→ **ASSIGNMENT**
Below are records; how many of their lines hold the string "green"? Reply with nothing but the number.

→ **Data excerpts**
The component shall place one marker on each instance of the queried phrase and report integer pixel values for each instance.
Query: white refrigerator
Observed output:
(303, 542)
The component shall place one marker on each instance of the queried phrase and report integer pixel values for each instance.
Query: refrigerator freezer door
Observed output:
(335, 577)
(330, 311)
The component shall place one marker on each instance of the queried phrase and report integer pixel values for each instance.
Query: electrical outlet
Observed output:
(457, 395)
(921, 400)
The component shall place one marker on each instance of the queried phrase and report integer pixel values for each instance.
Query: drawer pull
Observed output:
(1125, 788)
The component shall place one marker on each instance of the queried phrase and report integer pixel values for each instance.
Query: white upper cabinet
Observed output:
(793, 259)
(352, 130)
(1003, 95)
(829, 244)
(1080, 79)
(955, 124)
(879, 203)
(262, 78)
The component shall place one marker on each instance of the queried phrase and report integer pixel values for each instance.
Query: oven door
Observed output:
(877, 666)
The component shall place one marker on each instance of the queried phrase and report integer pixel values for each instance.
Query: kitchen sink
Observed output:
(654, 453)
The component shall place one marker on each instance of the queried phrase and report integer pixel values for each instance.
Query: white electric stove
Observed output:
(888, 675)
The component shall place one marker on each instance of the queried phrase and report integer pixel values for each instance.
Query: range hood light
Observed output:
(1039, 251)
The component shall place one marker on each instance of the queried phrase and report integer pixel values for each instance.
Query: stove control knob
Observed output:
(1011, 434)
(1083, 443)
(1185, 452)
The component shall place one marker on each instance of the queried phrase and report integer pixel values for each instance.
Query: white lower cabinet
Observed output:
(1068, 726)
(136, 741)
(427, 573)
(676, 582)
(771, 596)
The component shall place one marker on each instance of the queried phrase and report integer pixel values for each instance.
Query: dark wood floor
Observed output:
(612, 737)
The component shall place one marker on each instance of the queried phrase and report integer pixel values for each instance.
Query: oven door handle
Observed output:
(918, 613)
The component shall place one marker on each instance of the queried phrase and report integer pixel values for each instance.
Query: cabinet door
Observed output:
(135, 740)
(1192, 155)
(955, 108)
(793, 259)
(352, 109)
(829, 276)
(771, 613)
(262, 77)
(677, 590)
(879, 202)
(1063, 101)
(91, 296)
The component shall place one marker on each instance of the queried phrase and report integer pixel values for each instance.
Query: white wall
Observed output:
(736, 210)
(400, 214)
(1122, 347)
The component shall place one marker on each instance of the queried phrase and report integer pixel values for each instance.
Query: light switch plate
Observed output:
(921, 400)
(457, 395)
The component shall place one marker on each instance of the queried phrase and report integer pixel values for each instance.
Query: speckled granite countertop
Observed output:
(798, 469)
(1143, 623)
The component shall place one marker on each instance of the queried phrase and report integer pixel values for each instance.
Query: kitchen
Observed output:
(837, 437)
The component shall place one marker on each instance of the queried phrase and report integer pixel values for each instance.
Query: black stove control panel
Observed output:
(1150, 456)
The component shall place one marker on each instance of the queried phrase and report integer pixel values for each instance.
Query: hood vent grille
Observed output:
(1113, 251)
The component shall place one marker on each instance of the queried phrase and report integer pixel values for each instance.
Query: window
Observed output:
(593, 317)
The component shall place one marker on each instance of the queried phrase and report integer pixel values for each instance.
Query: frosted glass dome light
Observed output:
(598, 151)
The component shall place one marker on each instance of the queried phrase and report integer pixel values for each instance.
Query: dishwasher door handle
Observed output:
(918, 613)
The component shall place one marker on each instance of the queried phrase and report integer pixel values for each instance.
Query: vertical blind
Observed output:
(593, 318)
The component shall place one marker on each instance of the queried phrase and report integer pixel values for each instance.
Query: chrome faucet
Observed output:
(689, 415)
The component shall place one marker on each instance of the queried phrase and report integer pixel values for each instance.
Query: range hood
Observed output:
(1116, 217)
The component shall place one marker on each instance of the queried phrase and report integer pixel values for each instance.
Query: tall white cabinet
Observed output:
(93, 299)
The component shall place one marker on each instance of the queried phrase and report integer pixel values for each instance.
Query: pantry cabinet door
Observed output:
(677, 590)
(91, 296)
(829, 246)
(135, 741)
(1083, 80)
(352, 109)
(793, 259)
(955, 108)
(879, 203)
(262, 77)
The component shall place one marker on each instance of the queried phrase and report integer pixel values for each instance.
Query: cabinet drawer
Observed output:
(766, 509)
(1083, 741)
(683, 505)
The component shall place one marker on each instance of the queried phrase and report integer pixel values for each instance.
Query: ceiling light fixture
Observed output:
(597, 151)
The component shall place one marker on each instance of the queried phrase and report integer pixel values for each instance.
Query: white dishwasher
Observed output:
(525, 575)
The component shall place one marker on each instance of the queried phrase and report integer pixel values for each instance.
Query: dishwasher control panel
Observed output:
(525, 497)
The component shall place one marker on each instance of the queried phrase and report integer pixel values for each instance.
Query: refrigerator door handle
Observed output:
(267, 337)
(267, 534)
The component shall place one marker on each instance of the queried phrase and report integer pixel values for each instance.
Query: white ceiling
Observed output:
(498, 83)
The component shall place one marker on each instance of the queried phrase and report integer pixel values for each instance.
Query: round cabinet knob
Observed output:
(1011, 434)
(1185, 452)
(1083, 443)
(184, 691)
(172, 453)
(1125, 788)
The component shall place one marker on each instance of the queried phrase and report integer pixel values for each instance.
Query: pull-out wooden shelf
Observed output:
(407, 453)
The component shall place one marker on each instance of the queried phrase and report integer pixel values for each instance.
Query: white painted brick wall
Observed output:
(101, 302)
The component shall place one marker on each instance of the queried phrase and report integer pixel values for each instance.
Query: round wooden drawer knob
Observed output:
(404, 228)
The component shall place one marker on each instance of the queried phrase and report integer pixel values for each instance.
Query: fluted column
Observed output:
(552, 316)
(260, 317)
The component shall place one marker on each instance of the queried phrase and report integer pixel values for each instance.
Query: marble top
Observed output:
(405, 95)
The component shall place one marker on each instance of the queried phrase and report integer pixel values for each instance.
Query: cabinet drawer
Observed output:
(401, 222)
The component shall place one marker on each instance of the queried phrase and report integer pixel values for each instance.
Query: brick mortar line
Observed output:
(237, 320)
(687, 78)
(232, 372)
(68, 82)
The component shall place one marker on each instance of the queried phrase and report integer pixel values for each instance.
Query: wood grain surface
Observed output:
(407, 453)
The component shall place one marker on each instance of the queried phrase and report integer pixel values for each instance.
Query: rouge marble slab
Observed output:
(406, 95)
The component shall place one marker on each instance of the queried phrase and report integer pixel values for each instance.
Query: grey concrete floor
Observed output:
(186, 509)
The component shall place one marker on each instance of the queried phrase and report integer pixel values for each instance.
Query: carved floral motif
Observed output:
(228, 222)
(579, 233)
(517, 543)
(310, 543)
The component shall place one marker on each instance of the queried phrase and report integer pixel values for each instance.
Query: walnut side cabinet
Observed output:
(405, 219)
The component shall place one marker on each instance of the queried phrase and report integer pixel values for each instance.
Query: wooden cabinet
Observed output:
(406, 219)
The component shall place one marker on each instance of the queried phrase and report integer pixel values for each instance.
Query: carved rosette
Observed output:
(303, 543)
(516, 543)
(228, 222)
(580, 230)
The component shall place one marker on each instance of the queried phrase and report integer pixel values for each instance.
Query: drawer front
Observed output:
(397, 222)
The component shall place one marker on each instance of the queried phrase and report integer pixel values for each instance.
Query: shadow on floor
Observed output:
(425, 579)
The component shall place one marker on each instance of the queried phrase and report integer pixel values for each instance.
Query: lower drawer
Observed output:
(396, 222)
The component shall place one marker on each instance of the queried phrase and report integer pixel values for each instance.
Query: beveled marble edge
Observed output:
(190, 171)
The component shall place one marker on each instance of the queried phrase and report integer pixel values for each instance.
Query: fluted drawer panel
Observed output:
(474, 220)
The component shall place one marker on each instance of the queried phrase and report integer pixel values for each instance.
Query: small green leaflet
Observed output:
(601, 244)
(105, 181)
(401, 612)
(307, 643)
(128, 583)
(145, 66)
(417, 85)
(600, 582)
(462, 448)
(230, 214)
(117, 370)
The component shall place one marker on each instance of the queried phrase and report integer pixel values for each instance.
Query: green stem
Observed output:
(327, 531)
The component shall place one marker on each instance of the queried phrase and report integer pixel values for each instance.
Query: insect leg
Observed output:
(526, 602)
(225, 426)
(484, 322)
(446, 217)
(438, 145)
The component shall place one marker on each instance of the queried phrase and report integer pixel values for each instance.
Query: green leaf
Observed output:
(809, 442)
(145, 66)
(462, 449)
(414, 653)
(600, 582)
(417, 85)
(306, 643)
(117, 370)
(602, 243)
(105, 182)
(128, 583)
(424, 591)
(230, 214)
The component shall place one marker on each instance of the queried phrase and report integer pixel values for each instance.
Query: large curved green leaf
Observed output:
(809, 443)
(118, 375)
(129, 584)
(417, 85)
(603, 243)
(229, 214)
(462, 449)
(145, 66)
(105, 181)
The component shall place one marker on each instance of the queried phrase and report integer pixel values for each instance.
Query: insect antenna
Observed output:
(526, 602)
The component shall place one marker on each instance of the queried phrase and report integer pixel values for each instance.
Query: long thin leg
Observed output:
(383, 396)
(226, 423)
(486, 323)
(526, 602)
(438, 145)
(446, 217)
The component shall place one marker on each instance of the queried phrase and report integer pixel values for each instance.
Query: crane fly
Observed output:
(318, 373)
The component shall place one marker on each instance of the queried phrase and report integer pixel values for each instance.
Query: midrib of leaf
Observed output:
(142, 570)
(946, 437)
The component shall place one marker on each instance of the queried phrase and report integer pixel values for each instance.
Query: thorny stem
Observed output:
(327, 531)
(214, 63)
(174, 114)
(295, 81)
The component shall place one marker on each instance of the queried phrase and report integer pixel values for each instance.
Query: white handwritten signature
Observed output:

→ **RESPONSE TO THIS TASK**
4